* **WHAT YOU NEED TO DO**:
The records underneath are to be repeated exactly, with the pictures left out.

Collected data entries

+ + + + + + +

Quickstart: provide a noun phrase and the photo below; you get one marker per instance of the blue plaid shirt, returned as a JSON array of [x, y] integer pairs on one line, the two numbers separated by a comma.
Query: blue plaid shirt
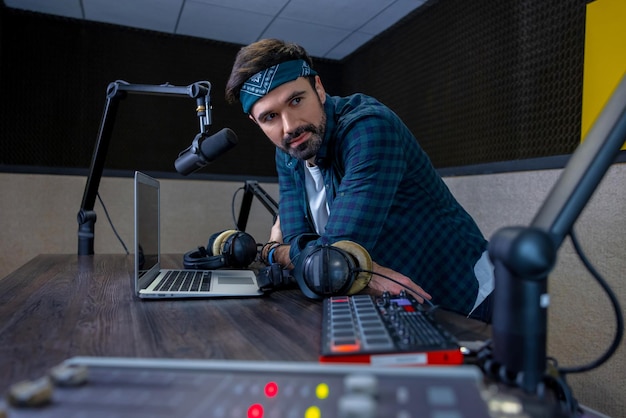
[[384, 194]]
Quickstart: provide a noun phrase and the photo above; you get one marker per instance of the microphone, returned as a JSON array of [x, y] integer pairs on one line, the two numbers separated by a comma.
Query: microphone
[[204, 150]]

+ + + + + + +

* **EXPECTED OUTPUT**:
Quickstart: provide a noun phrase and the photo below; you get one marker per instance of the blue plaid shirt, returned as a JSON array of [x, y] integer pairs on one line, the two numbers separated by a comma.
Query: blue plaid shirt
[[384, 194]]
Quickstart: provide a noun phrase and the photo above; you get one marker per instance of the microphone, returned as a JSON array of [x, y] integer pairs on one line, the two numbers separated by a comma.
Query: microphone
[[204, 150]]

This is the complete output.